== 练习说明 ==
[A] 请判断以下三项说法是否与关于《新报》官司的原文节选相符,每项回答"是"或"否",并照录原文中起决定作用的字句:(i)起诉《新报》的是一家亲共报纸;(ii)《新报》请到了新西兰最著名的律师;(iii)对方在起诉中列举了《新报》的六篇文章。
[B] 请从关于《新报》官司的原文节选最后一句之后接着往下写。
━━━━━ 原文节选 ━━━━━
——陈维健谈民主与文化运动经历

新西兰的民运工作,是在陈维健的主持与领导下,在他身边总是聚集了一大圈朋友,有事找他商量解决。图为作者和香港媒体人蔡咏梅(中)及陈维健(右)合影。

历经十年“政治”官司

《新报》走过了16个年头,但是其中伴随着一场劳命伤财的官司。究竟是怎么回事呢?起诉方是一家亲共报纸,官司的起源是关于“六四”。

陈维健解释:每年的“六四”,《新报》总是以几个版面介绍“六四”真相。而另外一份香港报纸,是站在中共立场上刊文。比如该报观点:邓小平的最大功绩就是镇压“六四”,因为“六四”镇压,才有今天大好形势,经济发展,社会富裕,人民幸福等。当时《新报》已积累了一批非常不错的作者,我们布置这些作者写稿揭露与批判。在这个过程中,两家报纸开始展开笔仗,这一期我们批过去,下一期他们批回来,这样文仗几度来回。突然有一天,我们收到法院的传票,内容是《新报》不能再涉及对方报纸的任何内容,对方把我们告了。他们列举了《新报》的4篇文章,指含有诽谤的内容,所谓的诽谤内容,是文中所指“你们背后有中共支持的”,及“这些立场与观点都是中共的”等。

为此,《新报》将面临一场“诽谤”官司。维健解释道:虽然说西方有言论自由权利,但是媒体与媒体之间的“诽谤”官司很难界限与裁定,比如说:《新报》作者批评对方“背后有中共支持”,依据是文章的理论与观点,与中共政府一脉相承。而法庭要求我们“拿出中共支持的证据”,要求非常具体。

整个官司表面上寻求真理,寻求公正,本质却是一场经济实力的绞杀,是双方律师之间的博弈。对方请的是新西兰最优秀、最著名的律师,《新报》自然请不起这样的名律师。

为什么说是最终陷入经济战呢?

对方的诉求是:每篇文章索赔5万新币元,四篇即20万新币元;我们每次提供文字资料证据(英语),需要翻译费用;每次出庭费用2千新币元等,累计十年的消耗战,我们赔进去了大量的时间、精力、金钱,最终《新报》输了这场官司,以赔偿对方5万新币元告终。可以说,这是一场旷日持久的官司,拖垮了风云一度的《新报》。
━━━━━ 数据集 ━━━━━
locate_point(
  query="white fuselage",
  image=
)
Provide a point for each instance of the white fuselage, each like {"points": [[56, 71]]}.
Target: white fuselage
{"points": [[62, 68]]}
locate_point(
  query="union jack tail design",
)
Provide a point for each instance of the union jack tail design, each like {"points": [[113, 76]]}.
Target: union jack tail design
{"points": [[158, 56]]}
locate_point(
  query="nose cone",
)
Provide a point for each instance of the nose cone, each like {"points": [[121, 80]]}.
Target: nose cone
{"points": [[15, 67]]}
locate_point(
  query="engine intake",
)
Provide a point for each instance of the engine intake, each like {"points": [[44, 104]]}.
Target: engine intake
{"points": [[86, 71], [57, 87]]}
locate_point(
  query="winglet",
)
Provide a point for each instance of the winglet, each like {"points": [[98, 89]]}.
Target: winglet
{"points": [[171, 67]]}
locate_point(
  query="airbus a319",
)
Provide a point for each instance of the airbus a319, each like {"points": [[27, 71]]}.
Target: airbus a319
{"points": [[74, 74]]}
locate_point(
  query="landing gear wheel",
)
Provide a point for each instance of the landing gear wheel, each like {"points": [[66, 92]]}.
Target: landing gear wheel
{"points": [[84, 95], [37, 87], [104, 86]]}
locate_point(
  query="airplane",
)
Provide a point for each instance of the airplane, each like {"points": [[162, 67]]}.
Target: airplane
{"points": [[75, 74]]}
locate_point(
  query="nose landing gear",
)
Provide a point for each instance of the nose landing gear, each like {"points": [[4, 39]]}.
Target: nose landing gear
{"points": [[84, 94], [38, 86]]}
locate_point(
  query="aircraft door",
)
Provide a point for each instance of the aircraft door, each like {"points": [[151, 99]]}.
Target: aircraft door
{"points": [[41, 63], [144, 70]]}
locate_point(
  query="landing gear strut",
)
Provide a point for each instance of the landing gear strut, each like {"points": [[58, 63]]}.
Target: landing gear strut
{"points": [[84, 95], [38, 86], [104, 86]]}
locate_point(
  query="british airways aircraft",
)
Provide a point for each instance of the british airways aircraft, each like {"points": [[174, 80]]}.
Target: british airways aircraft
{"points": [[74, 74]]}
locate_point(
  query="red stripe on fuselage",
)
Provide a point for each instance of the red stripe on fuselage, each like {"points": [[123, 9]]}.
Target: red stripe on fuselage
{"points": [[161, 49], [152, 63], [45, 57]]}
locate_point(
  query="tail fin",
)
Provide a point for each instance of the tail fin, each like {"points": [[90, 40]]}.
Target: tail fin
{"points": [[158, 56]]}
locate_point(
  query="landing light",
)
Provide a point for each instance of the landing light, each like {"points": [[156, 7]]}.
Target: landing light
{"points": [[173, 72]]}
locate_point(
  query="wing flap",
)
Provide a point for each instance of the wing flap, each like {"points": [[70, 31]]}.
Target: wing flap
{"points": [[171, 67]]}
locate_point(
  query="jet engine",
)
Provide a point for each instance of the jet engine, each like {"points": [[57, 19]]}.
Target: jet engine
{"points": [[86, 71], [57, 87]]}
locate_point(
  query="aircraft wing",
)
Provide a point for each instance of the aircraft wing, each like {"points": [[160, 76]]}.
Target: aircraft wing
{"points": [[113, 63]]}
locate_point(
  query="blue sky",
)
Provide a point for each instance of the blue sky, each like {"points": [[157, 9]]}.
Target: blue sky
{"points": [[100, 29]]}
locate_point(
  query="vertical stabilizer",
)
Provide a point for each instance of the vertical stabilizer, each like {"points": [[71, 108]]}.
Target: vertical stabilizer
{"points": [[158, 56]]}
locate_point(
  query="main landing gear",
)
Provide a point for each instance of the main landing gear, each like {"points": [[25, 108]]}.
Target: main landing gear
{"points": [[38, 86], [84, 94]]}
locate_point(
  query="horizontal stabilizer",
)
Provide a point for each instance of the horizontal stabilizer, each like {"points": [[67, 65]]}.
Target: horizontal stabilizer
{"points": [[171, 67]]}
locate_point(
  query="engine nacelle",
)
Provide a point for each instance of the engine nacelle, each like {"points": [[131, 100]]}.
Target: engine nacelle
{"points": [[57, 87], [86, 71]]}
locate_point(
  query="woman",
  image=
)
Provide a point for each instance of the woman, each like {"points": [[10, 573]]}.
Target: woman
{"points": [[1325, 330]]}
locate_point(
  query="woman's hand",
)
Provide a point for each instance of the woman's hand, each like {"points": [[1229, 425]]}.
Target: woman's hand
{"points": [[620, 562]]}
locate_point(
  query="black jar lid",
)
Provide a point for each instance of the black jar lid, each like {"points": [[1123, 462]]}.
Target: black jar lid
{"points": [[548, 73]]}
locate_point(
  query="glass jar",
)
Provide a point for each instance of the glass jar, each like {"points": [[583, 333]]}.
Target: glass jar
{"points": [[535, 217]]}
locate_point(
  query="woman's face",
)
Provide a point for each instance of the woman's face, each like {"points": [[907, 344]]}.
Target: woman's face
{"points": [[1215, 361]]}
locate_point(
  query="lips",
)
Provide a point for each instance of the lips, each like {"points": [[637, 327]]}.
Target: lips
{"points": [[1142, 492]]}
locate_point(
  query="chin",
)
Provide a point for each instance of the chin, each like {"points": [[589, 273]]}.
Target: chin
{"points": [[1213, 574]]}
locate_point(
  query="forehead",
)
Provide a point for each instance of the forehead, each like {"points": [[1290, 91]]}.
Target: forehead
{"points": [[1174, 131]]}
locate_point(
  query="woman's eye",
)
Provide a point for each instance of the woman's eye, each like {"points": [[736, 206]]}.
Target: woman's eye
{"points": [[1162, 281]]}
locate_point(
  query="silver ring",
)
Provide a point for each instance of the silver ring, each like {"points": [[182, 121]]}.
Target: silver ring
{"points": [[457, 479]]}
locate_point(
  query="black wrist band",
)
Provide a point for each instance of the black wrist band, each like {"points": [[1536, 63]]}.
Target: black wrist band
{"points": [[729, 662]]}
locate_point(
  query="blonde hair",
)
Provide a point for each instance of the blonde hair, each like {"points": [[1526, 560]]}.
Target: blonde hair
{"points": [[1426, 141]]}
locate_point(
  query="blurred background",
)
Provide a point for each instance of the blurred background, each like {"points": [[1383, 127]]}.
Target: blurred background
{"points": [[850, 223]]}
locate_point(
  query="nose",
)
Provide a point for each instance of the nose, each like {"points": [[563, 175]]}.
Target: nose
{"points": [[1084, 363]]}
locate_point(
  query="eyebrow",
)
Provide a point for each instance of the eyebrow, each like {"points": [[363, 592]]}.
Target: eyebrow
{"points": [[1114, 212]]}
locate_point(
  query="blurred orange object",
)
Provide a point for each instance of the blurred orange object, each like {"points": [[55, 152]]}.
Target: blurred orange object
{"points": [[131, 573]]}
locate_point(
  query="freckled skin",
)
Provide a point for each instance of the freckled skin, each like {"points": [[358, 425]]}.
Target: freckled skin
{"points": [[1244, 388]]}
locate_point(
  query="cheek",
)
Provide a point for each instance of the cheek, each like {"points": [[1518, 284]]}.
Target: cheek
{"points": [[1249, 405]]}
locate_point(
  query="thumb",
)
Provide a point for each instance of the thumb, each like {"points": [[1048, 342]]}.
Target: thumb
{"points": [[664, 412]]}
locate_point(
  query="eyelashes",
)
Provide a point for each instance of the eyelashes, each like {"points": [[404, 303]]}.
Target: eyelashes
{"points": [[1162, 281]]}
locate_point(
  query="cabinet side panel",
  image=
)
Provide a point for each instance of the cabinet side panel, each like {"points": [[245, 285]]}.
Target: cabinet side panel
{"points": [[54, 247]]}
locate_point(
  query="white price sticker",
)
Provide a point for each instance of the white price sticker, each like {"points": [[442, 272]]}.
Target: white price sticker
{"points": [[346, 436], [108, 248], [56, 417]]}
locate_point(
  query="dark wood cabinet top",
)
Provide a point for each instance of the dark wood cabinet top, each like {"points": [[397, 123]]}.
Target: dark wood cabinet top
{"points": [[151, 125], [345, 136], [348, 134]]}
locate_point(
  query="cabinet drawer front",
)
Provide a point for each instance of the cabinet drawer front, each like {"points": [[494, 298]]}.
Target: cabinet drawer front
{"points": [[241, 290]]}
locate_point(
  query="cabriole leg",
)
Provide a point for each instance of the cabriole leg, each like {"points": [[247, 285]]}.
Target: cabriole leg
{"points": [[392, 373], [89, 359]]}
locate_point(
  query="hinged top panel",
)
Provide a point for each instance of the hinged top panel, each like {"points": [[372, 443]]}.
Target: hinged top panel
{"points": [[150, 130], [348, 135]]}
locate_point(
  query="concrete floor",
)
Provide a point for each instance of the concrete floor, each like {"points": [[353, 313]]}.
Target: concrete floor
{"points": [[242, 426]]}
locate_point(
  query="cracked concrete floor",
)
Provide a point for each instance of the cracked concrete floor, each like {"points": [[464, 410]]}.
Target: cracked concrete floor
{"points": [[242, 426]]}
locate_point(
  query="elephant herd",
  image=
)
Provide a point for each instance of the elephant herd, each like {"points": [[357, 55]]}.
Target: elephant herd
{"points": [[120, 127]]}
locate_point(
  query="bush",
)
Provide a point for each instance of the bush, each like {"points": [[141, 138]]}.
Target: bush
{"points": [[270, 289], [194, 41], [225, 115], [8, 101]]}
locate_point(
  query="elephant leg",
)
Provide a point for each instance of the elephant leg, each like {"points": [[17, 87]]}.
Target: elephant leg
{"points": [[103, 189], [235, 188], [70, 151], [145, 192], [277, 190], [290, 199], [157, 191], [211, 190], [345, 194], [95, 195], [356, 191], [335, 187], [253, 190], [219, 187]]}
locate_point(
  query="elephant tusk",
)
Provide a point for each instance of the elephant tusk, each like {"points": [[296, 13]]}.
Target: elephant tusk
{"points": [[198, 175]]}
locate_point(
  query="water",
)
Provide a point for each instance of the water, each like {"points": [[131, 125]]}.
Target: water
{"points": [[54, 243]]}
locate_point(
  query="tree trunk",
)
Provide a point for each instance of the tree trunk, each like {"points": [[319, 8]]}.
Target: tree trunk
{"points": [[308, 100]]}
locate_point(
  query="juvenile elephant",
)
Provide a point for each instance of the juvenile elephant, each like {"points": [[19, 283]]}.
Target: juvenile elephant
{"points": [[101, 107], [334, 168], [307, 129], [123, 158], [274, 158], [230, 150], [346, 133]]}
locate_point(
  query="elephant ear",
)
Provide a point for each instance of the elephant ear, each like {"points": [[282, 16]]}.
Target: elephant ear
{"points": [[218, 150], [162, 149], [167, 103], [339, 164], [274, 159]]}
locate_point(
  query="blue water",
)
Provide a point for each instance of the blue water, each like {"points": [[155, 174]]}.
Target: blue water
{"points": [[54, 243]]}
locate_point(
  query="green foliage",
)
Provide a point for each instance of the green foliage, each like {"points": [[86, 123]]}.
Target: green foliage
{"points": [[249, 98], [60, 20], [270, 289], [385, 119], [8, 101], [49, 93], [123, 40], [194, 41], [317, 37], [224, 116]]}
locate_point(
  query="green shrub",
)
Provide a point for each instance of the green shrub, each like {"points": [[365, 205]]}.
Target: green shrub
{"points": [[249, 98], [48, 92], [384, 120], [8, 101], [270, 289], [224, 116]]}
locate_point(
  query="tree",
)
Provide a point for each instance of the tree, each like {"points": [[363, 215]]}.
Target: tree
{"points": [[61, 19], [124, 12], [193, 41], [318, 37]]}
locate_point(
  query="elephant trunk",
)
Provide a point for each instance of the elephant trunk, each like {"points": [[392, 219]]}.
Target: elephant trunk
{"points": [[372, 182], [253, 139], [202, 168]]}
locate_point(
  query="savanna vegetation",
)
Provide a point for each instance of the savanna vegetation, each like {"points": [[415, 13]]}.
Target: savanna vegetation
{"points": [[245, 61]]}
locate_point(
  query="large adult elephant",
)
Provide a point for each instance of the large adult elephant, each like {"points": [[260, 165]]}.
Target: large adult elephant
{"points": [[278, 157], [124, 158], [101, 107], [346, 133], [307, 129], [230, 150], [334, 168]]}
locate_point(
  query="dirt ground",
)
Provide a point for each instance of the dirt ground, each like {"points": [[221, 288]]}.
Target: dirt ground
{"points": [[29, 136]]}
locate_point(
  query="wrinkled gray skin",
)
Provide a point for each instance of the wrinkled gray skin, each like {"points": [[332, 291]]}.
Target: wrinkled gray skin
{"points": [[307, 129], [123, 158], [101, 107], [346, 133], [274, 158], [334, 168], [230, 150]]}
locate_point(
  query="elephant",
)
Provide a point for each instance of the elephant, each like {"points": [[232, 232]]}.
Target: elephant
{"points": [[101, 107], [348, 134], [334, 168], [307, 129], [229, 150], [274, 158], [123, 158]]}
━━━━━
== 参考答案 ==
[A]
(i)是:"起诉方是一家亲共报纸"
(ii)否:"《新报》自然请不起这样的名律师"
(iii)否:"他们列举了《新报》的4篇文章"

[B]
中共“大外宣”严控华文话语权

拖垮《新报》还有另一个原因,即中共的“大外宣”。

什么是“大外宣”?自2001年开始,中国新闻社(中共国家通讯社)每两年主办一届的“世界华文传媒论坛”,已先后在南京、成都、上海、重庆等地举办了十届,历届论坛均有中共国家领导人出席。记者无国界曾揭露“中共控制世界华文传媒新秩序”,自2001年开始,中国政府大规模的投注人力与资金扩张国营媒体,以及用签约、持股、并购、广告业务等,甚至直接以命令威胁等手段,控制媒体的广告业务等,以直接或间接地方式,将海外私营媒体纳入中共旗下,控制了华文传媒的话语权。

据陈维健介绍:中共使馆要求新西兰商家:“不能在《新报》刊登广告,若你们继续在《新报》刊登广告,就是支持反共,就是支持反中国。”这样一来,《新报》的广告业务便中断了,这是最后的致命一击。海外华文报纸,通常是免费的,是依靠广告业务收入来维持的,一旦丧失广告来源,《新报》的生命线便被掐断了。当然,还有整个世界媒体大气候的因素,随着互联网的发展,纸媒不可避免的走下坡路。

《新报》的发展史告诉我们一个事实,争取言论自由、新闻自由,在自由民主世界是办得到的,但在西方世界里要坚持新闻与言论自由,也需要付出巨大的代价。

陈维健感叹道:中国的新闻出版,在中共极权管控下没有空间,可我们到了西方社会,身处自由空间,仍然面临着中共的打压,中共势力渗透,使我们这些在海外坚持民主自由理念的自由媒体,依然步履维艰。

陈维健担任《北京之春》主编

在陈维健接手《北京之春》主编之前,《新报》与《北京之春》就曾有过密切来往。当时《北京之春》首先面临困境,断绝了经费资助,其时《新报》还比较有实力,《北京之春》就把稿件传真给《新报》,文稿的电脑输入都由《新报》承担。自那时起,陈维健已成为《北京之春》的编委,这是《新报》与《北京之春》的一段合作因缘。

陈维健说:五年前,《北京之春》交到了我手里。现在的《北京之春》属于电子媒体,或者说是网络刊物,但每一季度会出版一本《北京之春》文选季刊。《北京之春》是中国海外民运的刊物,目前还有一定的社会影响力,新闻栏目中,每天有更新内容,与整个国际社会、国内新闻、及与港澳台的脉搏紧密相连。

新西兰朋友思考民运新模式

新西兰民运加入海外民运圈比较迟,是从办《新报》开始。第一个赴新西兰联络的是王炳章。据陈维健回忆,1998年王炳章来新西兰,帮助成立了新西兰民运组织。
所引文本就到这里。